[Opening DATA TO PROCESS section]

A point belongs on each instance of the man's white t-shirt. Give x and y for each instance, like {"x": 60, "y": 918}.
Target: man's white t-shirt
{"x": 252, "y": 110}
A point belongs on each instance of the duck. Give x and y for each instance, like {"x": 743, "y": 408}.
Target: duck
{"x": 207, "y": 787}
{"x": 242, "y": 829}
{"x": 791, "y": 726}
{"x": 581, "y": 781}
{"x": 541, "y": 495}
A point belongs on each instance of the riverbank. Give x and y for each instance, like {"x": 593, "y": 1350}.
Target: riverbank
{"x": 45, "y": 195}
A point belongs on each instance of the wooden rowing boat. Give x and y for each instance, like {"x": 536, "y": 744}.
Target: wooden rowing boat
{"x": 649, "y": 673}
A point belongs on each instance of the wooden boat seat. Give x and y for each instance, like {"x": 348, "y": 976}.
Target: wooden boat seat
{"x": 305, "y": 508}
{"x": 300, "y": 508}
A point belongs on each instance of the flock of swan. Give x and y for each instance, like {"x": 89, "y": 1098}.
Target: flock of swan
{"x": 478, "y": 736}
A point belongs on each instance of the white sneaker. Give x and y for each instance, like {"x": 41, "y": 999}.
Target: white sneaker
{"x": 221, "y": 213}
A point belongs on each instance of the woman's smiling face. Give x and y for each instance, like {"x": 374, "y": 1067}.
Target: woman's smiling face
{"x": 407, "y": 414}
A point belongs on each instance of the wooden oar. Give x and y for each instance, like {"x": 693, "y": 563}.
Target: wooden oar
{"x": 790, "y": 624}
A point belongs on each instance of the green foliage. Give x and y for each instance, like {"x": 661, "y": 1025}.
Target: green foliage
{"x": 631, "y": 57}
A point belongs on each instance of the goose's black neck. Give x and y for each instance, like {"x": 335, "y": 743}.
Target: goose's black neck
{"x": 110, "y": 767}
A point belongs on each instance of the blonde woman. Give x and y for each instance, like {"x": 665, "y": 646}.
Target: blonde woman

[Closing DATA TO PROCESS section]

## WORK INSTRUCTIONS
Note how many lines in the listing above contain the word "point" and give only that number.

## OUTPUT BELOW
12